[Dataset records]
○ ○ ○

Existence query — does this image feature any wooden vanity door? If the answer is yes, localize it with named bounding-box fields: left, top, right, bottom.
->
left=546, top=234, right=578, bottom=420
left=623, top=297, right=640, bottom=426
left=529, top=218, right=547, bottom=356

○ ○ ○

[Work to be completed] Please write out the entire listing above word for word, changing nothing.

[The reply]
Existence query — does this image feature any wooden vanity door? If the answer is yes, localize it with named bounding-box fields: left, top, right, bottom.
->
left=546, top=234, right=578, bottom=420
left=623, top=297, right=640, bottom=426
left=529, top=218, right=547, bottom=356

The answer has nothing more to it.